Work to be completed | Show each line in the rows below that contains the word "cross". Case counts.

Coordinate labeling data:
* * * * * * * * *

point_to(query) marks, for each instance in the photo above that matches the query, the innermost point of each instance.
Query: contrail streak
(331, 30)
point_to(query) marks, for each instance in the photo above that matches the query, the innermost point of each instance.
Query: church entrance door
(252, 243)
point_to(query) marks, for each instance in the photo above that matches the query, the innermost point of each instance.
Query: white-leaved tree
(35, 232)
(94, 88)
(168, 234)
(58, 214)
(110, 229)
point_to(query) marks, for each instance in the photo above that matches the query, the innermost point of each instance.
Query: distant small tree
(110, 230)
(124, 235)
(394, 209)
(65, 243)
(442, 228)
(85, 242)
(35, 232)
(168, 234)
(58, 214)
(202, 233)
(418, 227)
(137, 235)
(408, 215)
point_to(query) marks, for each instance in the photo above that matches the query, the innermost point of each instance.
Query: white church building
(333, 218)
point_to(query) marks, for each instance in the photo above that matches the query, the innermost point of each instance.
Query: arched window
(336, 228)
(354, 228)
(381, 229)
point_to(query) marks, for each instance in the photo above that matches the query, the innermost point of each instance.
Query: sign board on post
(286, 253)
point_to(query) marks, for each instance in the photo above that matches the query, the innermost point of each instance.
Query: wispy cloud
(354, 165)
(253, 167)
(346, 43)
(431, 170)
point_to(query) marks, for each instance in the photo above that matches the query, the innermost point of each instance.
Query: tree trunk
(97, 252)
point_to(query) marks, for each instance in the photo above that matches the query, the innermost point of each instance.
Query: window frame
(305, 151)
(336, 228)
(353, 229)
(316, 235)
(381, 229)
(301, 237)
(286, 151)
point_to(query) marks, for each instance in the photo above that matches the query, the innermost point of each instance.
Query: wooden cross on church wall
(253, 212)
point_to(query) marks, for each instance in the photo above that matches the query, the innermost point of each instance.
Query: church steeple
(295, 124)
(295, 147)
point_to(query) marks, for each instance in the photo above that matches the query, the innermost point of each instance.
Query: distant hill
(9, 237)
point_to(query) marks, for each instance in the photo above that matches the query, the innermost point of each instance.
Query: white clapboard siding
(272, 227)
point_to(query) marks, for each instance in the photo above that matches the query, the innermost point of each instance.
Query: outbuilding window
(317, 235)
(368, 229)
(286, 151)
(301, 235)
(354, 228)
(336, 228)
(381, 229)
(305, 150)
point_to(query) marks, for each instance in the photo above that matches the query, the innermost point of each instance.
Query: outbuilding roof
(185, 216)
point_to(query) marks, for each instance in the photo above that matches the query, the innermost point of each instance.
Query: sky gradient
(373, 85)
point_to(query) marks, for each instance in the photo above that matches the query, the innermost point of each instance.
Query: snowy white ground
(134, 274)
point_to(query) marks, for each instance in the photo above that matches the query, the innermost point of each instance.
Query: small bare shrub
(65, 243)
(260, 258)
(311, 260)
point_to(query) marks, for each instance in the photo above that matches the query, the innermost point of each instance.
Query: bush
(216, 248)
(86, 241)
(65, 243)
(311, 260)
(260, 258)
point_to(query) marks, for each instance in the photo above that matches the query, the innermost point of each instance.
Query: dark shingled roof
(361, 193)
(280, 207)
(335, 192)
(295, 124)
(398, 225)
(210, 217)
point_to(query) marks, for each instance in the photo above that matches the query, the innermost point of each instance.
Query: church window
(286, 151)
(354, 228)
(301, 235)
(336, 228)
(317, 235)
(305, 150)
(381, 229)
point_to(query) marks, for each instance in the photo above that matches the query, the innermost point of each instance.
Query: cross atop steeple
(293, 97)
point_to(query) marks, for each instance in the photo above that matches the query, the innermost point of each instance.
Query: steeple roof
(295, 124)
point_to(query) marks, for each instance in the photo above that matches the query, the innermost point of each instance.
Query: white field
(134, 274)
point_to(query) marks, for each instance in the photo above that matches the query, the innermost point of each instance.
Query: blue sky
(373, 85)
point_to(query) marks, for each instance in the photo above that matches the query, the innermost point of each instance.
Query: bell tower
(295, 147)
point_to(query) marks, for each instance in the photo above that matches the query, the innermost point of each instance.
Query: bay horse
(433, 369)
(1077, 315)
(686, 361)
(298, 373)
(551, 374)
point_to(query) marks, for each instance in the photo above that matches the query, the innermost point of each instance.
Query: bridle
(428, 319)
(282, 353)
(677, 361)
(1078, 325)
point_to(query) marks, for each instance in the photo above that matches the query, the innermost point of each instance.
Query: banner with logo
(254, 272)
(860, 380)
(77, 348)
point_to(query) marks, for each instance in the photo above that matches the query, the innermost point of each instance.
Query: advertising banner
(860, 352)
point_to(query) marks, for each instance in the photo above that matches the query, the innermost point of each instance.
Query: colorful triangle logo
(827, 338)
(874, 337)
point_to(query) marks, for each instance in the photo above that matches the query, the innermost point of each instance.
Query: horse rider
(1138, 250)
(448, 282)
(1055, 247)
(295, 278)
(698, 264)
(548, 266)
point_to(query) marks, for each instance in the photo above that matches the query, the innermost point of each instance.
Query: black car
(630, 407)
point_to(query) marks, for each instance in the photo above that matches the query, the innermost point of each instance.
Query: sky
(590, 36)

* * * * * * * * *

Completed task |
Query: wooden cross on church wall
Query: cross atop steeple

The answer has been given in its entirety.